--- What you have to do ---
Print the records below once again, exactly as they were given.
Records for the task Start Marker
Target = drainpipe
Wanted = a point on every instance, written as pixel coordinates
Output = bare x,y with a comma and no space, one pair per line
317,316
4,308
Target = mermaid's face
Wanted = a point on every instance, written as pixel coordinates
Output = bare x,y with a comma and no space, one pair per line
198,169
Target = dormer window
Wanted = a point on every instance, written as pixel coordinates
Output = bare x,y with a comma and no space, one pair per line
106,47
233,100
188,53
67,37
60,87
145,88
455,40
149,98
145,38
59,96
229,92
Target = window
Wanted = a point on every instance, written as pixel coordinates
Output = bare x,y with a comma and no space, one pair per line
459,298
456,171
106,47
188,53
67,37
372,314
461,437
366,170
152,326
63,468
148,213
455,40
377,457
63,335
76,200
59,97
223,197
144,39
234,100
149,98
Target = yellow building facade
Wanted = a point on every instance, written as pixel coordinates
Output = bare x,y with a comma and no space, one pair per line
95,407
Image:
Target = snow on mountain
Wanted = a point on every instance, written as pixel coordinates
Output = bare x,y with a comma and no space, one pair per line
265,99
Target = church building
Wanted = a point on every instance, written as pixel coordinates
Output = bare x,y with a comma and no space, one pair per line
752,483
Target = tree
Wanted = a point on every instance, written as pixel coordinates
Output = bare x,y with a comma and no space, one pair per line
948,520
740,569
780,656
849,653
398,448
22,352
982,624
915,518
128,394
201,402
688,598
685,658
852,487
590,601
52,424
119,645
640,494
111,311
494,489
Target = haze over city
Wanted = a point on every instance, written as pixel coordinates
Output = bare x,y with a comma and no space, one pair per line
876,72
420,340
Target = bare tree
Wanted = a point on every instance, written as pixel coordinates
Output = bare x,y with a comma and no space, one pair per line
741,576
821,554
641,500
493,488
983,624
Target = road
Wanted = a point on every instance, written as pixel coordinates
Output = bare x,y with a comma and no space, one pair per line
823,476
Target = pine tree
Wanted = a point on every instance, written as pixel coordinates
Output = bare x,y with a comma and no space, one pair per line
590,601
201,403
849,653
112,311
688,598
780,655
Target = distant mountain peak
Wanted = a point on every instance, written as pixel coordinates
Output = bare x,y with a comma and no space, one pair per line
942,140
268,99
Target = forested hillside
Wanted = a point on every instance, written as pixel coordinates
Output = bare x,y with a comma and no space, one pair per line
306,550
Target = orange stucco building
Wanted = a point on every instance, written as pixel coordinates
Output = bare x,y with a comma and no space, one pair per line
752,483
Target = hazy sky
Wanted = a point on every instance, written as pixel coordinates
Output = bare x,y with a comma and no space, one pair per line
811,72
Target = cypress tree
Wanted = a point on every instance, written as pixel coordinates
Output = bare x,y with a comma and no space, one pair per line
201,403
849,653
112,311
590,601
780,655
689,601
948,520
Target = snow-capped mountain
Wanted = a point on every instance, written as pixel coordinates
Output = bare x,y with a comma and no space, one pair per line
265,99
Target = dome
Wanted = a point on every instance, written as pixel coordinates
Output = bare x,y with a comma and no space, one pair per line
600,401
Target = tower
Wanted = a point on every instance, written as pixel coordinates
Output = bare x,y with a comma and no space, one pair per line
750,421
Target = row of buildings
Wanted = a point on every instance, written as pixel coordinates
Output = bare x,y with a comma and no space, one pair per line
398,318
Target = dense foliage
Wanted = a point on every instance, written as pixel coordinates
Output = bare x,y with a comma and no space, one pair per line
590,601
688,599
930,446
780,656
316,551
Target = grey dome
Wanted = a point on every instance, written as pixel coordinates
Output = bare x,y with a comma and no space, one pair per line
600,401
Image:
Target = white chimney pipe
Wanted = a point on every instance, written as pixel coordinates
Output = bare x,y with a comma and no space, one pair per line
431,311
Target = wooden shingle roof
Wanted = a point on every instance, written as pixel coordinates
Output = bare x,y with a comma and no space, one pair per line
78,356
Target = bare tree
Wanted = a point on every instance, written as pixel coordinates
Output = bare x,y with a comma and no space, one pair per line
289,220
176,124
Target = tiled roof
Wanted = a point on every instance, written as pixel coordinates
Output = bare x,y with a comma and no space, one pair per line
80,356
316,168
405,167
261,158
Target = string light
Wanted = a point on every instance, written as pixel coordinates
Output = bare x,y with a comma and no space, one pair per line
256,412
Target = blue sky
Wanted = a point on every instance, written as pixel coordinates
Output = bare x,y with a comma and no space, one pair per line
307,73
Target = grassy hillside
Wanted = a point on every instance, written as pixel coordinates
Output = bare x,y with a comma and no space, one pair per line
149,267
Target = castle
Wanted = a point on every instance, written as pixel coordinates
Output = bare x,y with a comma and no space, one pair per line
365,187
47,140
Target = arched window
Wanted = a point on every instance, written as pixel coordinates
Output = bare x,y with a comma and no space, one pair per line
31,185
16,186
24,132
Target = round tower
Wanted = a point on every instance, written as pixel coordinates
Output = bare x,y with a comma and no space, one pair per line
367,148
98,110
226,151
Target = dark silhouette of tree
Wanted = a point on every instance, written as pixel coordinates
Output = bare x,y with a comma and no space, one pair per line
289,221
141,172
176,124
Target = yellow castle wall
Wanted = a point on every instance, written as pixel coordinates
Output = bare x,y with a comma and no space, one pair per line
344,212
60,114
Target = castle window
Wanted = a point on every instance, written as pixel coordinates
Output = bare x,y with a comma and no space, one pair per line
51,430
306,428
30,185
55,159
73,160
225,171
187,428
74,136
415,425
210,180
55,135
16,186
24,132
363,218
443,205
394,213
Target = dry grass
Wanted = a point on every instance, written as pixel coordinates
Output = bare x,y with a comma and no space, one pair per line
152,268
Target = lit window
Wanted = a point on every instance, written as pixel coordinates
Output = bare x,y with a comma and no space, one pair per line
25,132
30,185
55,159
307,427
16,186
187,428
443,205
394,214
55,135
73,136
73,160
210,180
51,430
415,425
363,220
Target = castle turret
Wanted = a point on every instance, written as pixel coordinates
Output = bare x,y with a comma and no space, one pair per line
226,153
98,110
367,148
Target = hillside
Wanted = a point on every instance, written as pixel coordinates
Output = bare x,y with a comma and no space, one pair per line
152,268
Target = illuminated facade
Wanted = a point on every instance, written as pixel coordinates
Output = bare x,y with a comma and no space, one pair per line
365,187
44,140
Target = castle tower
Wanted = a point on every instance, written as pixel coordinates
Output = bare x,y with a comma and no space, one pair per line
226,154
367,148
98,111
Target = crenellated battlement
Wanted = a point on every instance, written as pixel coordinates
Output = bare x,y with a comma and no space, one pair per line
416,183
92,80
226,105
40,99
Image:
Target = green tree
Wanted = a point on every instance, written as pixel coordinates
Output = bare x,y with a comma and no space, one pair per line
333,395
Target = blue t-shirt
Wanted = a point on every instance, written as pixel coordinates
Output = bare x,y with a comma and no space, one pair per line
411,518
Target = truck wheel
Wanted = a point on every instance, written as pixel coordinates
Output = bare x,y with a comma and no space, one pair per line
Records for the task End Marker
--- Output for this exercise ---
Target = drainpipe
Wanted = a point on every instance, written as pixel coordinates
Output = bare x,y with a comma and no space, one pair per line
317,316
4,308
Target = mermaid's face
Wanted = a point on every instance, written as pixel coordinates
Output = bare x,y with a comma and no space, one pair per line
198,169
Target = dormer window
Wanted = a point on every instance, written as pixel coordinates
Output = bare x,y with a comma and no space, one pair per line
106,47
233,100
188,53
67,37
60,87
145,88
455,40
149,98
145,38
59,96
229,92
Target = window
Wanted = a point on every instance, written as pixel coordinates
Output = bare x,y with a comma and no space, one pair per line
459,298
456,171
106,47
188,53
67,37
372,314
461,437
366,170
152,326
63,468
148,213
455,40
377,457
63,335
76,200
59,97
223,197
144,39
234,100
149,98
Target = yellow building facade
Wanted = a point on every instance, written as pixel coordinates
Output = bare x,y with a comma and no space, one pair per line
95,407
Image:
Target = snow on mountain
Wanted = a point on every instance, written as pixel coordinates
Output = bare x,y with a comma and no space, one pair per line
265,99
Target = church building
Wanted = a point on every instance, written as pixel coordinates
Output = bare x,y with a comma and no space, one pair per line
752,483
Target = tree
Wanted = a point on every instance, written as pixel coordinates
Output = bare x,y with a comma and no space, one pair per line
948,520
740,569
780,656
849,653
398,448
22,352
982,624
915,518
128,394
201,402
688,598
685,658
852,487
590,601
52,424
119,645
640,494
111,311
494,489
Target = haze over city
Wanted = a point on every instance, written as pixel coordinates
Output = bare x,y with a comma and no space, one pair per line
876,72
420,340
Target = bare tree
Wanted = a point on every instance, written as pixel coordinates
Output = bare x,y with a comma and no space, one pair per line
741,576
821,554
641,500
493,488
983,624
Target = road
Wanted = a point on every instance, written as pixel coordinates
Output = bare x,y with a comma and no space, one pair per line
823,476
Target = pine tree
Wanted = a point on every instance, written as pixel coordinates
Output = bare x,y with a comma and no space, one pair per line
590,601
201,403
849,653
112,311
688,598
780,655
Target = distant mountain peak
Wanted = a point on every instance, written as pixel coordinates
Output = bare x,y with a comma and no space, one pair per line
942,140
268,99
Target = forested hillside
Wanted = a point on every instance, written as pixel coordinates
Output = bare x,y with a comma and no space, one pair per line
306,550
Target = orange stucco building
Wanted = a point on every instance, written as pixel coordinates
Output = bare x,y with a comma and no space, one pair per line
752,483
Target = hazy sky
Wanted = a point on every instance, written as pixel coordinates
Output = bare x,y with a comma and no space, one pair per line
811,72
Target = cypress tree
Wanted = a point on every instance, written as pixel coordinates
Output = bare x,y with a comma and no space, one pair per line
201,403
849,653
112,311
590,601
780,655
689,601
948,520
Target = snow-capped mountain
Wanted = a point on every instance, written as pixel coordinates
Output = bare x,y with a comma and no space, one pair per line
265,99
Target = dome
Wanted = a point on every instance, written as pixel coordinates
Output = bare x,y with a comma and no space, one pair per line
600,401
Target = tower
Wanted = a point on every instance, written as pixel coordinates
Output = bare x,y with a comma and no space, one pair per line
750,421
Target = row of buildings
Wanted = a point on every instance, written as pixel coordinates
Output = bare x,y with a comma and no space, one pair per line
398,318
Target = dense foliage
Wanted = a point on every instance, written as pixel coordinates
Output = bare x,y with a comma and no space, one pair per line
590,601
688,599
930,446
780,656
316,551
Target = grey dome
Wanted = a point on every instance, written as pixel coordinates
Output = bare x,y with a comma and no space, one pair per line
600,401
Image:
Target = white chimney pipe
Wanted = a point on every instance, written as pixel coordinates
Output = bare x,y with a comma and no space, one pair per line
431,311
Target = wooden shingle roof
Wanted = a point on every instance, written as pixel coordinates
Output = bare x,y with a comma and no space, one pair per line
78,356
Target = bare tree
Wanted = a point on every instance, written as pixel coordinates
Output = bare x,y with a comma and no space, one pair per line
289,220
176,124
Target = tiled roof
Wanted = a point on every instance, written as pixel coordinates
Output = bare x,y with a comma and no space, one pair per line
80,356
316,168
405,167
261,158
Target = string light
Wanted = a point on every instance, written as pixel coordinates
Output = bare x,y with a comma and no space, one pair per line
256,412
Target = blue sky
Wanted = a point on every instance, written as pixel coordinates
Output = bare x,y with a comma and no space, one pair per line
307,73
Target = grassy hillside
Wanted = a point on every instance, written as pixel coordinates
Output = bare x,y with a comma and no space, one pair per line
149,267
Target = castle
Wanted = a point on every instance, written as pixel coordinates
Output = bare x,y with a comma and no space, one pair per line
365,187
47,140
Target = arched window
Wanted = a point on every instance, written as pixel coordinates
Output = bare x,y with a comma and no space, one pair per line
31,185
16,186
24,132
Target = round tower
Wanted = a point on every instance, written as pixel coordinates
Output = bare x,y with a comma and no space, one pair per line
367,148
98,110
226,151
Target = dark silhouette of tree
Wanted = a point on every instance, written as pixel coordinates
Output = bare x,y with a comma and no space, one pair per line
289,221
141,172
176,124
Target = yellow castle wall
Wanted = a point on every instance, written as pixel coordinates
Output = bare x,y with a comma and no space, one pair per line
344,212
60,114
Target = castle window
Wanted = a point on every instance, written as pixel coordinates
Output = bare x,y with a comma and no space, one pair per line
51,430
306,428
30,185
55,159
73,160
225,171
187,428
74,136
415,425
210,180
55,135
16,186
24,132
363,218
443,205
394,213
Target = dry grass
Wanted = a point on every instance, written as pixel coordinates
Output = bare x,y with a comma and no space, one pair per line
152,268
Target = lit window
Wanted = a point on every instance, written as pixel coordinates
Output = bare x,y with a comma and no space, one pair per line
25,132
30,185
55,159
307,427
16,186
187,428
443,205
394,214
55,135
73,136
73,160
210,180
51,430
415,425
363,220
Target = castle turret
Wanted = a point on every instance, written as pixel coordinates
Output = bare x,y with a comma and no space, one pair per line
226,153
98,110
367,148
Target = hillside
Wanted = a point on every instance, written as pixel coordinates
Output = bare x,y with a comma and no space, one pair per line
152,268
Target = illuminated facade
Wanted = a point on every instance, written as pixel coordinates
Output = bare x,y with a comma and no space, one pair per line
365,187
44,140
Target = castle tower
Wanted = a point on every instance, written as pixel coordinates
Output = bare x,y with a comma and no space, one pair per line
226,154
367,148
98,111
Target = crenellated battlement
Wanted = a point on every instance, written as pixel coordinates
Output = bare x,y with a comma and no space, one pair per line
416,183
92,80
226,105
40,99
Image:
Target = green tree
Wanted = a point on every instance, written as pixel coordinates
Output = bare x,y with a comma and no space, one pair per line
333,395
Target = blue t-shirt
Wanted = a point on every instance, written as pixel coordinates
Output = bare x,y with a comma and no space, one pair per line
411,518
Target = truck wheel
Wanted = a point on every instance, written as pixel coordinates
Output = bare x,y with a comma and no space, one pair per line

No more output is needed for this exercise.